Das Problem ist, dass zu viele Entscheidungsträger immer noch hoffen, dass Deutschland irgendwie, bald irgendwann zur früheren Wachstumsphase zurückkehrt und all die gegenwärtigen Umwälzungen dann nur noch eine ferne Erinnerung sind. Steidl: „Und solange wir uns an diese Hoffnung klammern, können wir uns einreden, dass wir keine dramatischen Maßnahmen ergreifen müssen.“

Anders machen es ausgewählte Unternehmen, die innovativ sind und auch vor radikalen Schritten nicht zurückschrecken: Autohersteller Volkswagen zum Beispiel hat begonnen, einen Teil seiner Forschung und Entwicklung nach China zu verlagern, hat dort Tausende von Ingenieuren eingestellt. Steidl: „Ja, das wird der Beschäftigung in Deutschland schaden, aber nicht annähernd so sehr wie der drohende gesamte Niedergang von Volkswagen und der Verlust seiner führenden Position in der Automobilindustrie, wenn man auf eine magische Rückkehr zu den guten alten Zeiten hofft und nur schrittweise handelt.“

Solarindustrie: Menetekel für die Rasanz und Brisanz des Wandels

Nach seinen Worten ist es jetzt an der Zeit, sich neu zu erfinden, die Stärken zu identifizieren, auf denen Unternehmen aufbauen können, und diese auf andere Weise oder in neuen Anwendungen einzusetzen. Dies gilt insbesondere für Unternehmen, die eine enge, aber wichtige Rolle in Lieferketten spielen, die sich massiv verändern werden, wie beispielsweise die Unternehmen des traditionellen Automobilsektors.

:: Bereitgestelltes Material ::
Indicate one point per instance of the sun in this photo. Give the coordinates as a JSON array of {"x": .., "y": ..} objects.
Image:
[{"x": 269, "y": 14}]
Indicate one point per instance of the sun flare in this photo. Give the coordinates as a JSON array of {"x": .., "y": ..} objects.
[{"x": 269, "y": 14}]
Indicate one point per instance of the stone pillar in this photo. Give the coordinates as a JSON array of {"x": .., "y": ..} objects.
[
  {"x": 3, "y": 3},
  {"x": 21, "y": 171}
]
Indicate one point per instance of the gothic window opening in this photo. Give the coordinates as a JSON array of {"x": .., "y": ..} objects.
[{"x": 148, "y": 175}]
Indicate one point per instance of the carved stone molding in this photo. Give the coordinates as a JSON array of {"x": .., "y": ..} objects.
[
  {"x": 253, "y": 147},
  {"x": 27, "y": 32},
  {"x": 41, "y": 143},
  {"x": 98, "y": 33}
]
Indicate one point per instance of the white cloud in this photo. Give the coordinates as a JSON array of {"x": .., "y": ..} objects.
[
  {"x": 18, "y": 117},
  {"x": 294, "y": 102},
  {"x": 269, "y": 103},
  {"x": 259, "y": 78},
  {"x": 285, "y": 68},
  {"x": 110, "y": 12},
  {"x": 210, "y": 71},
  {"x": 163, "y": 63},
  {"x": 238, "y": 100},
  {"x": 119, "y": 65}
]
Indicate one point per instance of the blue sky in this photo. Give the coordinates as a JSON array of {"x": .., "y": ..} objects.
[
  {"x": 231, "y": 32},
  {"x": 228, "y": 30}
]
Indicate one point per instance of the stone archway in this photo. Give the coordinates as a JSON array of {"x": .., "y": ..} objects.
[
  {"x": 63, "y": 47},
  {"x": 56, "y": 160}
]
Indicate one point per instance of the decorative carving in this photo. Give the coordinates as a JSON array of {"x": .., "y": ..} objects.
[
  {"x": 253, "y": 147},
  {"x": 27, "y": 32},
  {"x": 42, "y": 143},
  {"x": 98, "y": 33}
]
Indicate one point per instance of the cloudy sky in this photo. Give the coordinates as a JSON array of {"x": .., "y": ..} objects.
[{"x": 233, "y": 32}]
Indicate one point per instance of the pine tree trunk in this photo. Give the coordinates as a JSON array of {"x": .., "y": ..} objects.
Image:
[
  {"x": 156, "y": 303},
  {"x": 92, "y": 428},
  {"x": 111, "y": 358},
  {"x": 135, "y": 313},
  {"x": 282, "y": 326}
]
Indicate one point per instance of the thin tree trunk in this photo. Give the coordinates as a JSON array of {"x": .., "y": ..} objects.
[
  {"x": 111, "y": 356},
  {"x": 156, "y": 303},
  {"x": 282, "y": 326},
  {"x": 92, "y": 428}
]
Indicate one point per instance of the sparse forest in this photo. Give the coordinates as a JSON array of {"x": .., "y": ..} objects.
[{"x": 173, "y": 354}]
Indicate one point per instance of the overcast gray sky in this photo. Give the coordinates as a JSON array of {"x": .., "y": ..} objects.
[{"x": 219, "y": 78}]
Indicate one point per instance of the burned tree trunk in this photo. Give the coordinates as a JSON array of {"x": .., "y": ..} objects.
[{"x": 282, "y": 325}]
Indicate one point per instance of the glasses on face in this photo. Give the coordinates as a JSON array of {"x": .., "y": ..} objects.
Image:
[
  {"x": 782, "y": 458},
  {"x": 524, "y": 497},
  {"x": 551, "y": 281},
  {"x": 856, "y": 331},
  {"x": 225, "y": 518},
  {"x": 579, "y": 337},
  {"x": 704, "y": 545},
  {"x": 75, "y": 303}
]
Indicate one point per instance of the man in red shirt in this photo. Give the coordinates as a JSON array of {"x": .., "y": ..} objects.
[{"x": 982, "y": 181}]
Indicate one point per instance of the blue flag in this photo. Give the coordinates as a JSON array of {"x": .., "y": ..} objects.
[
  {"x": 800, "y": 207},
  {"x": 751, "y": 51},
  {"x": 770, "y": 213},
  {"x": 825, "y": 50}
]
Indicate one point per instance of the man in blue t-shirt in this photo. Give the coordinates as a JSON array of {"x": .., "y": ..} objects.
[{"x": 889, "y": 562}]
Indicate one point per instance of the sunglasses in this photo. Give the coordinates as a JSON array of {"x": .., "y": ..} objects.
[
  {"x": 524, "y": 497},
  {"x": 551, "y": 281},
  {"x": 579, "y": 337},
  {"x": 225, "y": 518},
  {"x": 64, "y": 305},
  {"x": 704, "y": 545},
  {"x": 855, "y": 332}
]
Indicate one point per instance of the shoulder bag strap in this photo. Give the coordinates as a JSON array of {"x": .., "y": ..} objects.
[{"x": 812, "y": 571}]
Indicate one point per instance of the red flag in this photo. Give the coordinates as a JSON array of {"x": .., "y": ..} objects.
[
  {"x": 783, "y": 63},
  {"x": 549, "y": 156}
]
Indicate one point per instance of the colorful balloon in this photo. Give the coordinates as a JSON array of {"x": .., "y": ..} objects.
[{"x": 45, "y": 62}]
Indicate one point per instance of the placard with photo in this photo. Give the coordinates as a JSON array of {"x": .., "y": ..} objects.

:: Aufgaben ::
• 1. Gib den Abschnitt des Ausgangstexts von „Nach seinen Worten“ bis „des traditionellen Automobilsektors.“ wieder und ersetze dabei „Lieferketten“ durch „Wertschöpfungsketten“.
• 2. Prüfe anhand des Ausgangstexts, ob die folgenden Aussagen zutreffen. Antworte jeweils mit Ja oder Nein und zitiere die entscheidenden Worte wörtlich.
(a) Volkswagen hat in China Ingenieure eingestellt.
(b) Laut Steidl schadet die Verlagerung der Beschäftigung in Deutschland nicht.
(c) Dem Text zufolge hoffen zu wenige Entscheidungsträger auf eine Rückkehr zur früheren Wachstumsphase.
• 3. Schreibe den Text über den Umbruch in der deutschen Wirtschaft nach seinem letzten Satz weiter.

:: Erwartete Ergebnisse ::
• 1.
Nach seinen Worten ist es jetzt an der Zeit, sich neu zu erfinden, die Stärken zu identifizieren, auf denen Unternehmen aufbauen können, und diese auf andere Weise oder in neuen Anwendungen einzusetzen. Dies gilt insbesondere für Unternehmen, die eine enge, aber wichtige Rolle in Wertschöpfungsketten spielen, die sich massiv verändern werden, wie beispielsweise die Unternehmen des traditionellen Automobilsektors.

• 2.
(a) Ja: „hat dort Tausende von Ingenieuren eingestellt“
(b) Nein: „Ja, das wird der Beschäftigung in Deutschland schaden“
(c) Nein: „dass zu viele Entscheidungsträger immer noch hoffen“

• 3.
Ein weiteres Beispiel dafür, wie schnell der Niedergang einsetzen kann, ist die Solarzellenindustrie. Deutschland war Anfang der 2000er-Jahre dabei, auf dem Feld der Photovoltaik eine starke Position aufzubauen – getrieben durch die massive Subventionspolitik der damaligen rot-grünen Bundesregierung unter Gerhard Schröder. Doch die aggressiven chinesischen Hersteller veränderten das Spiel, indem sie den Markt mit billigeren Platten überschwemmten und gleichzeitig in fortschrittliche Technologien investierten. Die US-Politik reagierte darauf mit der Einführung erheblicher Zölle, was dazu führte, dass Solarpaneele, die normalerweise in die Vereinigten Staaten exportiert worden wären, ihren Weg auf die europäischen Märkte fanden.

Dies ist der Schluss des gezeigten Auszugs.